Source records
+---+

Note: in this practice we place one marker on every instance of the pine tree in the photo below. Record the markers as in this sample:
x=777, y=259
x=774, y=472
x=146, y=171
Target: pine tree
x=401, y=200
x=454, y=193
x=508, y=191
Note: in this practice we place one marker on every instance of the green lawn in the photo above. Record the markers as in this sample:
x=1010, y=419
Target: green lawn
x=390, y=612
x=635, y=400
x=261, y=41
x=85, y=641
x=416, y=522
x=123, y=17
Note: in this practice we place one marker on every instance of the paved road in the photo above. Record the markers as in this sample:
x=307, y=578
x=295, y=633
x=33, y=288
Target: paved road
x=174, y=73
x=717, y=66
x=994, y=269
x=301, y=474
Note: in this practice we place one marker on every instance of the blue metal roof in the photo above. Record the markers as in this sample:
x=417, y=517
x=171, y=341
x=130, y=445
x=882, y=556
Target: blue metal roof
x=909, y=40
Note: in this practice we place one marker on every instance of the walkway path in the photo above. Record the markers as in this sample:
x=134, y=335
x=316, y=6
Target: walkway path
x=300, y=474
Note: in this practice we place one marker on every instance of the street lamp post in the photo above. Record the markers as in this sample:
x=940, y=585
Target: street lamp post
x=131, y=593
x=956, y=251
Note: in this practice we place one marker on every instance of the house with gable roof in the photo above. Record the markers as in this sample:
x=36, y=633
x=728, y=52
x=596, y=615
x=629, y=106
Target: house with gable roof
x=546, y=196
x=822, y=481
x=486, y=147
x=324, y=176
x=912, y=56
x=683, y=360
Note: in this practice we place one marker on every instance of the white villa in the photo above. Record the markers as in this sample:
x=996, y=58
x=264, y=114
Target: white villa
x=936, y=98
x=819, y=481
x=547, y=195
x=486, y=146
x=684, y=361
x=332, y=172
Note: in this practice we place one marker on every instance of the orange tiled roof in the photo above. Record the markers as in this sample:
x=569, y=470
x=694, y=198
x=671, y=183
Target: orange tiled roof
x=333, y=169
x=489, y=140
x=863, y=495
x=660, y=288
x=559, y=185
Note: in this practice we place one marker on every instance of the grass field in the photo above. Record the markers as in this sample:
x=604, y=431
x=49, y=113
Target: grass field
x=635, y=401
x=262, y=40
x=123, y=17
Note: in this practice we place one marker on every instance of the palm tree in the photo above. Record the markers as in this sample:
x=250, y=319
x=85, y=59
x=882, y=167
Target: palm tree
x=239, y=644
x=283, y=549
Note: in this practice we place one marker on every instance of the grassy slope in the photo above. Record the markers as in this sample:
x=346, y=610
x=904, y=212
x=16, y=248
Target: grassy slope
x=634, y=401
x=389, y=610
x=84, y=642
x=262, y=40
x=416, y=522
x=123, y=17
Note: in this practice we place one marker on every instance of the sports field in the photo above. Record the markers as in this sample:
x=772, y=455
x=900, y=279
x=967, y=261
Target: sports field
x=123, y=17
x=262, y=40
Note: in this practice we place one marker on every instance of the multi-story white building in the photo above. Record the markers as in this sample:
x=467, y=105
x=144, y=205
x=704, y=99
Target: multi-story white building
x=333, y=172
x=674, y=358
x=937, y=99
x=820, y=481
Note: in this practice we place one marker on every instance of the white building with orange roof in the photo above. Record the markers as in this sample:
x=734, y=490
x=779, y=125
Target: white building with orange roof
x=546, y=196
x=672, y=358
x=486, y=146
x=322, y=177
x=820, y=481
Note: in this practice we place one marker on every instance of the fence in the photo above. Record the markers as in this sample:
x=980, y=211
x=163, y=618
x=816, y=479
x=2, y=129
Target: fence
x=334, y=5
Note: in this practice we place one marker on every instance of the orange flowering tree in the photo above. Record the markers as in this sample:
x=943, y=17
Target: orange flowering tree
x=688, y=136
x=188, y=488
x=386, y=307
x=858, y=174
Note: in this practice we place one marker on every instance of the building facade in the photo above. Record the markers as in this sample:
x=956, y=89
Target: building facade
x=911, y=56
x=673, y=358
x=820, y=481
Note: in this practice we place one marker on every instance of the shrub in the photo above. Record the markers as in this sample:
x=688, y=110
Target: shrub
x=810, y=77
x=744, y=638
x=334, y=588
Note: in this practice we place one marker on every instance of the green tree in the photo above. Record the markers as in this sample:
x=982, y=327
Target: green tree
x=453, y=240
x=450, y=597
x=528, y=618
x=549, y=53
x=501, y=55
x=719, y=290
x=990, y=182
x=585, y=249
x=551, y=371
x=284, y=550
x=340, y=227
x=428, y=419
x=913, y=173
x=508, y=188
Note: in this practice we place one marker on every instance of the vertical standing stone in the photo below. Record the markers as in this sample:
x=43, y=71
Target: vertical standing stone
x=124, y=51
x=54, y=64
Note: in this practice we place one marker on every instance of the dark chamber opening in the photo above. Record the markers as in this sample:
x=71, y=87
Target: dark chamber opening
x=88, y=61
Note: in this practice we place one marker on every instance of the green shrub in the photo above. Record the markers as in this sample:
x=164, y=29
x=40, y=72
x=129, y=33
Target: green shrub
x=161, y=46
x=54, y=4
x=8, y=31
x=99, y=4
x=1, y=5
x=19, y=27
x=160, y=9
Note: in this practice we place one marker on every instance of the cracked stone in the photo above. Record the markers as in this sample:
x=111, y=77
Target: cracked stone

+---+

Each line of the data above must be restated word for word.

_Task response_
Note: in this practice we place one marker on every instance of the pine tree in the photo below. Record the markers as in this sample:
x=777, y=259
x=774, y=472
x=146, y=171
Target: pine tree
x=401, y=200
x=454, y=193
x=508, y=191
Note: in this practice we place one marker on every instance of the green lawn in the photo above. Record the markers as in this sample:
x=1010, y=419
Target: green lawn
x=390, y=612
x=635, y=400
x=261, y=41
x=85, y=641
x=416, y=522
x=123, y=17
Note: in this practice we place one marker on every instance of the paved road in the photo above. Record the markers as in this sample:
x=307, y=578
x=295, y=633
x=33, y=288
Target: paved road
x=174, y=73
x=717, y=66
x=994, y=269
x=301, y=474
Note: in this practice we place one marker on every instance of the blue metal roof in the photo above. Record the markers as in this sample:
x=417, y=517
x=171, y=341
x=130, y=445
x=882, y=556
Target: blue metal roof
x=909, y=40
Note: in this practice we place one marker on every instance of the walkway path in the photo above. Record the markers as in this sample:
x=134, y=335
x=316, y=6
Target: walkway path
x=300, y=474
Note: in this practice we place one marker on every instance of the street lamp post in the photo above. Record the markers as in this sample:
x=940, y=585
Target: street lamp post
x=131, y=593
x=956, y=251
Note: in this practice we place one marker on every instance of the house with gable roof in the photo above. Record the markers as in this sample:
x=36, y=633
x=728, y=52
x=596, y=615
x=629, y=106
Target: house with gable roof
x=546, y=196
x=822, y=481
x=486, y=147
x=324, y=176
x=912, y=56
x=683, y=360
Note: in this practice we place one marker on every instance of the white villa in the photo above. Record the markers as in this sample:
x=996, y=58
x=264, y=114
Target: white villa
x=936, y=98
x=819, y=481
x=547, y=195
x=486, y=146
x=684, y=361
x=332, y=172
Note: in this practice we place one marker on every instance of the orange tiled roof in the photo above. Record the markers as in this sample:
x=569, y=470
x=694, y=198
x=671, y=183
Target: orange tiled roof
x=333, y=169
x=489, y=140
x=863, y=495
x=660, y=288
x=559, y=185
Note: in this practice we place one marker on every instance of the grass field in the photo above. Record the markers as in this sample:
x=604, y=431
x=49, y=113
Target: grass field
x=635, y=401
x=262, y=40
x=123, y=17
Note: in this practice we place one marker on every instance of the palm tree in the photo above. Record the markers as in this sample:
x=250, y=319
x=85, y=59
x=882, y=167
Target: palm tree
x=239, y=644
x=283, y=549
Note: in this practice we place one marker on every instance of the grassy slope in the photo above. Record the markers as in this sample:
x=346, y=610
x=904, y=212
x=16, y=248
Target: grassy slope
x=634, y=401
x=389, y=610
x=84, y=642
x=262, y=40
x=416, y=522
x=123, y=17
Note: in this practice we place one marker on every instance of the sports field in the photo above. Record the markers as in this sample:
x=772, y=455
x=900, y=279
x=967, y=261
Target: sports field
x=123, y=17
x=262, y=40
Note: in this practice we place one marker on every instance of the multi-story white building in the photo above. Record the markers as in this sample:
x=467, y=105
x=144, y=205
x=704, y=99
Target: multi-story white building
x=333, y=172
x=674, y=358
x=937, y=99
x=820, y=481
Note: in this practice we place one marker on every instance of the white building with orange roof in the photo above. Record the markers as in this sample:
x=734, y=490
x=779, y=125
Target: white building with orange roof
x=546, y=196
x=672, y=358
x=486, y=146
x=322, y=177
x=820, y=481
Note: in this practice we place one marker on every instance of the fence in the photo above. Record the markers as in this sample:
x=980, y=211
x=163, y=618
x=816, y=479
x=2, y=129
Target: fence
x=334, y=5
Note: in this practice we place one marker on every instance of the orange flowering tree in the photo above. Record the markers as in this sample:
x=943, y=17
Target: orange flowering tree
x=688, y=136
x=188, y=488
x=386, y=307
x=858, y=174
Note: in this practice we place one marker on every instance of the building facade in the photo above. Record the markers as in this sample:
x=956, y=89
Target: building facade
x=911, y=56
x=673, y=358
x=820, y=481
Note: in this practice we place one marker on every instance of the shrub in the photo above. Record the markers as in this sample:
x=688, y=110
Target: shrub
x=810, y=77
x=744, y=638
x=334, y=588
Note: in this practice we place one marker on every instance of the green tree in the photo above. Record the markers as in this sample:
x=982, y=327
Target: green tree
x=453, y=240
x=450, y=597
x=528, y=618
x=549, y=53
x=501, y=55
x=719, y=290
x=990, y=182
x=585, y=249
x=551, y=371
x=284, y=550
x=340, y=227
x=428, y=419
x=913, y=173
x=508, y=188
Note: in this practice we place one marker on every instance of the vertical standing stone in the photo below. Record the markers as in this sample:
x=43, y=71
Target: vertical standing stone
x=124, y=51
x=54, y=64
Note: in this practice we place one marker on every instance of the dark chamber opening in the photo above. Record the markers as in this sample:
x=71, y=87
Target: dark chamber opening
x=88, y=61
Note: in this practice we place one marker on every instance of the green shrub in the photo above. Record the markers as in this sample:
x=164, y=29
x=40, y=72
x=129, y=33
Target: green shrub
x=161, y=46
x=54, y=4
x=8, y=31
x=99, y=4
x=1, y=5
x=19, y=27
x=160, y=9
Note: in this practice we place one marker on every instance of the cracked stone in the photo above. Record the markers as in this sample:
x=111, y=77
Target: cracked stone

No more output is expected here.